(Stored data entries)
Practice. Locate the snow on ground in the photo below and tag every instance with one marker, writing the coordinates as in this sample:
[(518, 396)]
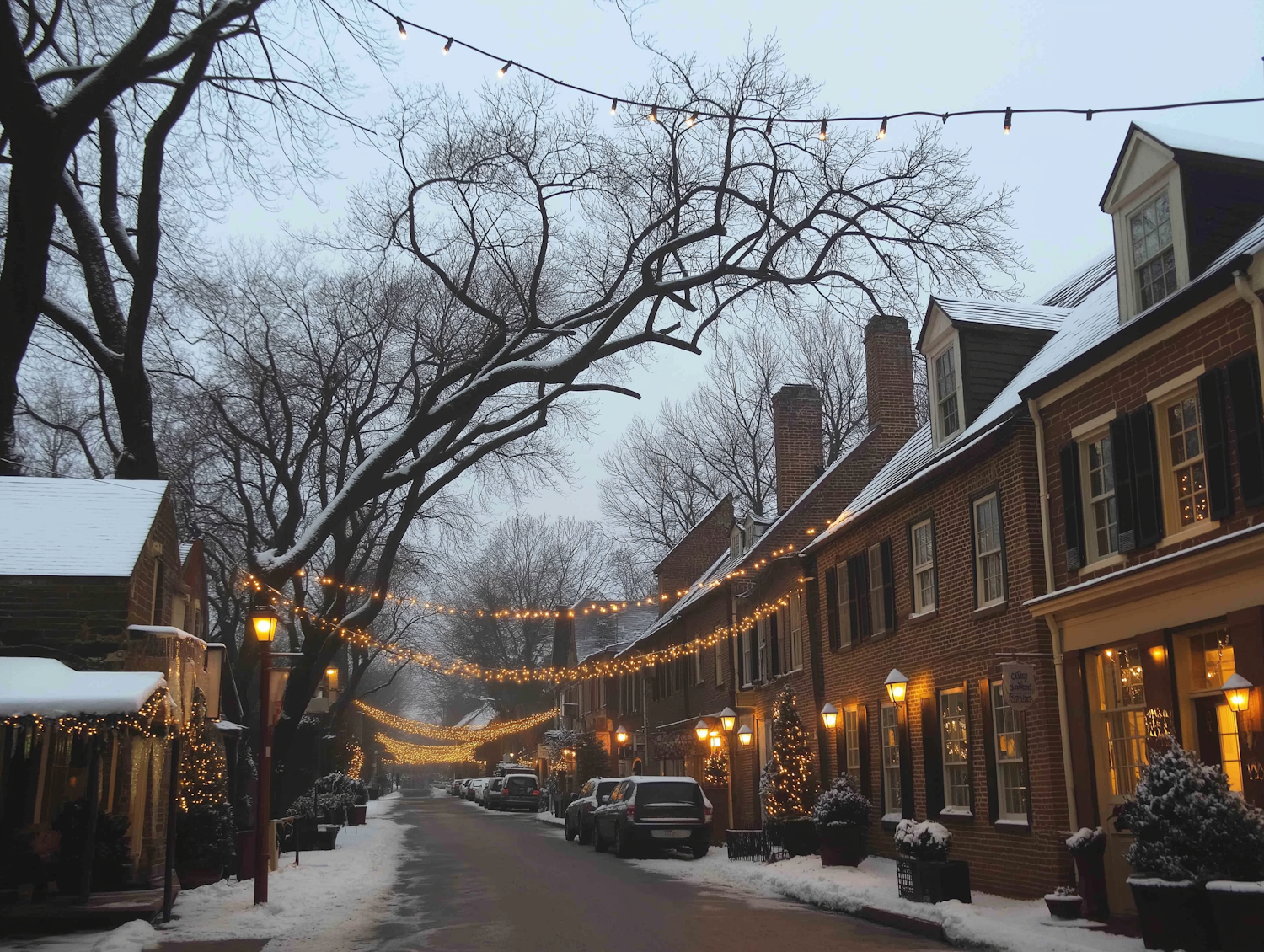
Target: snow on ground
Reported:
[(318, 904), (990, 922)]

---

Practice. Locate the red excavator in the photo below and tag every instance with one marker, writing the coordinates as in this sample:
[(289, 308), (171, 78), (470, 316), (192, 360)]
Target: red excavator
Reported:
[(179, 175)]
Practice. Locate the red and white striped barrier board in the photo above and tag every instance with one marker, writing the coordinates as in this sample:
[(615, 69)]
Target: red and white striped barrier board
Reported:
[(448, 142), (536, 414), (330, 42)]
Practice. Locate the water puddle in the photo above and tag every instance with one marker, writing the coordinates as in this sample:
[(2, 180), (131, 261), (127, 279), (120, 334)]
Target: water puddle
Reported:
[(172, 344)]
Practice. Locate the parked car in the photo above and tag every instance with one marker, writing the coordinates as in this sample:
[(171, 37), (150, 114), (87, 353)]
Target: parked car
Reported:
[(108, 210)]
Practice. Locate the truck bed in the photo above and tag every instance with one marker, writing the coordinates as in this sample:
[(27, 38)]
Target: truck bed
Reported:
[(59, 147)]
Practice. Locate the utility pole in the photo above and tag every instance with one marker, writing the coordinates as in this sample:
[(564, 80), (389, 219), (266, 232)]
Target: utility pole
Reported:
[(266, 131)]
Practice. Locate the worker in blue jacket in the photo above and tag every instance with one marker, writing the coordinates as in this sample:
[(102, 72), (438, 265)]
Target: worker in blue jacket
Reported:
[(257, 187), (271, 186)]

* * *

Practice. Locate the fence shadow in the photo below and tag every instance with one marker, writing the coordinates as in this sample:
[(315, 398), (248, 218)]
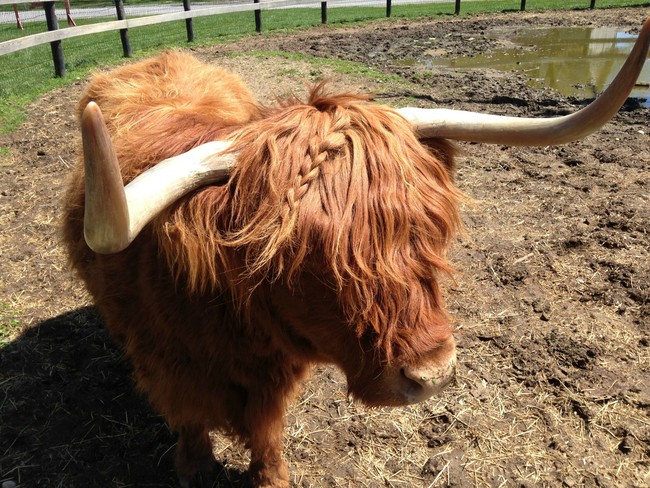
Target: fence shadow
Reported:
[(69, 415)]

- **To do**: In the entries above, the lines from the one bearing "[(289, 308), (171, 78), (470, 316), (192, 360)]" up to and including the one bearing "Target: red and white striped barrier board" should be transcribed exactly; no other line is wanted.

- **Result of the task**:
[(289, 308), (171, 78), (470, 316), (192, 360)]
Target: red excavator
Reported:
[(179, 175)]
Practice. Locate the red and white striped barrier board in the photo above and tag every instance with one marker, writing the coordinates as in this sample:
[(615, 69)]
Target: red and white striped barrier board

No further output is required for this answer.